Schriftliche Aufgabe A>
Finde jede Zeile der Datensätze, in der die Zeichenfolge „child“ vorkommt, und schreibe sie vollständig ab.

Extrahierter Text>
———

Der PP8 kommt in einem ergonomischen geformten Gehäuse und sieht schon fast wie ein echter Custom InEar aus. Der ProPhile 8 sitzt in meinem Ohr absolut sicher und dichtet auch perfekt ab.

Im Lieferumfang befinden sich wie bereits erwähnt die Silikontips von SpinFit, welche bei mir schon immer für einen guten Seal sorgen. Noch besser (für mich!) wird es entweder mit den RHA Dual Density Tips oder den Final Audio E Tips.

Der PP8 wird mit dem Kabel über dem Ohr getragen. Dieses ist in dem Bereich, wo das Kabel über das Ohr geführt wird, entsprechend vorgeformt. Das Kabel ist extrem dünn und leicht. In Kombination mit der fantastischen Passform führt das zu einem absolut angenehmen und unauffälligen Tragekomfort – selbst über einen längeren Zeitraum.


Technische Daten Inear Prophile 8

Der Vollständigkeit halber hier die technischen Daten. Erwähnenswert finde ich die Kabellänge: Gut 20cm länger als die üblichen 120cm. Ansonsten keine großen Überraschungen. Mit 32 Ω nicht ganz so leicht anzutreiben, aber notfalls am Smartphone lauffähig.

System4-Wege-System, 8 Treiber pro Ohr, zwei Schalter zum Verändern der Klangsignatur
Übertragungsbereichca. 10 Hz–20000 Hz
Ausgangsschalldruck120 dB (SPL / 1mW@1 KHz)
Impedanz34 Ohm
Kabellänge140 cm

Klangqualität

Gehört habe ich den Prophile 8 an meinen aktuellen Geräten. Mobil kam der iBasso DX300 Max (Test) zum Einsatz, stationär hat der Questyle CMA400i am iMac seinen Dienst verrichtet.

———

Zu bearbeitende Datensätze>
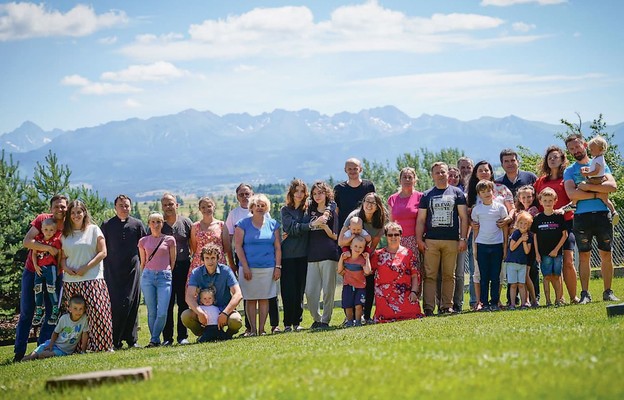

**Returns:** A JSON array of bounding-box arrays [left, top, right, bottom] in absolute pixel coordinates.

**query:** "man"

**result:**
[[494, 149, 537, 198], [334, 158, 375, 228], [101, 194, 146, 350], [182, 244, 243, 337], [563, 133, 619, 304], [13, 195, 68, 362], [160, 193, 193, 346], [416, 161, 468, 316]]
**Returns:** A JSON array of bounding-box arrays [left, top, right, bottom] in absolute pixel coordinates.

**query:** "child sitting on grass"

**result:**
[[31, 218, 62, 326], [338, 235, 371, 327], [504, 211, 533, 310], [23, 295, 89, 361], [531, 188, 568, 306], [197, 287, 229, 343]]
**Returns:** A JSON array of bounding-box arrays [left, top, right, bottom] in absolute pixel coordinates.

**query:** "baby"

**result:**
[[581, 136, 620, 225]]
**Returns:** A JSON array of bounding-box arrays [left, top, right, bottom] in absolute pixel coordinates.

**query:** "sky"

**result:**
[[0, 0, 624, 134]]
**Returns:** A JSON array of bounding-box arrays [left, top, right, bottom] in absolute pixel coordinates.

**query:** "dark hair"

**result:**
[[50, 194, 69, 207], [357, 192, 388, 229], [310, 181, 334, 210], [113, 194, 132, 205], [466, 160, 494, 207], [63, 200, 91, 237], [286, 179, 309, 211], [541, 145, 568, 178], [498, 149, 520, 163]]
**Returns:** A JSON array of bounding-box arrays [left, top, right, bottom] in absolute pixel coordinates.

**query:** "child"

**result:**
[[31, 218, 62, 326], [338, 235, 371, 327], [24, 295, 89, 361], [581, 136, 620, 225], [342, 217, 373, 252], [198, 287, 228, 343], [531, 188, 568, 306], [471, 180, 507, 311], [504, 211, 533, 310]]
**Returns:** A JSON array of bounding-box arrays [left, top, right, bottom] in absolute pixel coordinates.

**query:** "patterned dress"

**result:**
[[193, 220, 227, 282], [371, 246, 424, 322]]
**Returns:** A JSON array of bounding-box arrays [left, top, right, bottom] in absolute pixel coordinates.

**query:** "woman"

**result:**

———

Schriftliche Aufgabe B>
Wie lang ist laut dem extrahierten Text das Kabel des ProPhile 8?

Vollständige Antwort A>
**query:** "child sitting on grass"
**query:** "child"

Vollständige Antwort B>
Das Kabel ist 140 cm lang.